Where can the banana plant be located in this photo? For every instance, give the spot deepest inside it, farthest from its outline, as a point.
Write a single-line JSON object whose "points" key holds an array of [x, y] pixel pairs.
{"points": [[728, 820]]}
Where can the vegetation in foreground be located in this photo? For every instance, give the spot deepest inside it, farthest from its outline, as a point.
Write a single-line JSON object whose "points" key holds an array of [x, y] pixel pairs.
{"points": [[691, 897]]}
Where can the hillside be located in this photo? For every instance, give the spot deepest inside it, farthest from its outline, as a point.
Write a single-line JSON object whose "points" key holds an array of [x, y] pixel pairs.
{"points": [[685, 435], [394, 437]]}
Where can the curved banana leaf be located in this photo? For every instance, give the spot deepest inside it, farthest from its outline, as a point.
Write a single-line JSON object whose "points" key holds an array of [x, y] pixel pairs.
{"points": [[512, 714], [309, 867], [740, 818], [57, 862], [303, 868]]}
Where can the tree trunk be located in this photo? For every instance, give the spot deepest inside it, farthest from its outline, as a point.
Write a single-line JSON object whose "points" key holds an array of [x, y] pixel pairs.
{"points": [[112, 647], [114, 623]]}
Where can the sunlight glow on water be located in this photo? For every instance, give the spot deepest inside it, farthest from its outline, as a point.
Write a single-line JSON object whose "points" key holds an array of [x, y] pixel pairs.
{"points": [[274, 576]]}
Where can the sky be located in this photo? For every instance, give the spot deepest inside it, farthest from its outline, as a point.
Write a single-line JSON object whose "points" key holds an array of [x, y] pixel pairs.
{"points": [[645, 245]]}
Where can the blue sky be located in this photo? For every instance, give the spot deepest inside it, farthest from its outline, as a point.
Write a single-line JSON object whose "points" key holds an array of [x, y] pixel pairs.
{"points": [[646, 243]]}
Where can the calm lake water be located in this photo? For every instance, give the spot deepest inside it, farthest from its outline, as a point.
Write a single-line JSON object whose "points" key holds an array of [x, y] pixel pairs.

THE REQUEST -
Your task is to transcribe the material exactly.

EXERCISE ANSWER -
Where can the banana plant be located in this photo? For every instance, give the spot deepest inside it, farthest from its outline, as a point.
Write a single-line JSON object whose "points" key holds an array of [x, y] pixel pairs.
{"points": [[728, 820]]}
Where can the vegetation in foreground be located in this photo? For every instance, give the spot deepest inside it, farthest from its outline, as a point.
Write a single-line JSON object whose "points" key holds an array of [x, y] pixel pairs.
{"points": [[691, 897]]}
Where can the hillside be located in this photo? For every instance, give the spot deepest inside it, farthest from its outline, as a point.
Write a single-line JSON object whose "points" key holds an array of [x, y] pixel pairs.
{"points": [[685, 435], [394, 437]]}
Where can the curved banana leaf be located in this photo? For every instance, give the spot deepest inside it, farthest from its outline, as a point.
Write a single-line JSON object whose "points" key holds an array of [x, y] pixel pairs.
{"points": [[512, 714], [309, 867], [740, 818], [57, 862], [303, 868]]}
Where can the tree trunk be located in this photo? For every instance, give the spot deepest inside it, farthest from its outline, as a point.
Write a single-line JSON object whose "points" key holds an array of [x, y] pixel pairs.
{"points": [[112, 647], [114, 623]]}
Where can the sunlight glow on water be located in this photo? For every instance, give the spot deepest inside it, farthest from its outline, as a point.
Write a single-line JSON object whose "points" key holds an array of [x, y] pixel pairs.
{"points": [[274, 576]]}
Where can the sky be located in this photo? For every instance, give the spot deepest inside it, farthest from its outline, as a point.
Write a single-line JSON object whose "points" key holds an array of [x, y] pixel pairs.
{"points": [[645, 245]]}
Where can the blue sky be located in this photo? For every instance, give the spot deepest inside it, farthest from its outline, as a point.
Write a single-line JSON object whose "points" key holds an array of [x, y] pixel pairs.
{"points": [[646, 243]]}
Where can the calm lake water be located in this photo? For every instance, give the spot deepest inside it, farthest from its outline, as a point.
Write a single-line JSON object whose "points" key holds an array of [x, y] pixel pairs.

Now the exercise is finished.